* _RECORDS PROVIDED_
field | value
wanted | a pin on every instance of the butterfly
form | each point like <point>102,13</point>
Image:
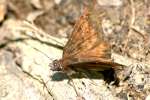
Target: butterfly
<point>85,49</point>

* _WHAT IS BEING ASKED_
Repeat the listing exactly; do not print any picture.

* _ANSWER TO THIS EXERCISE_
field | value
wanted | a pin on every instance of the butterfly
form | each point like <point>102,13</point>
Image:
Target: butterfly
<point>85,49</point>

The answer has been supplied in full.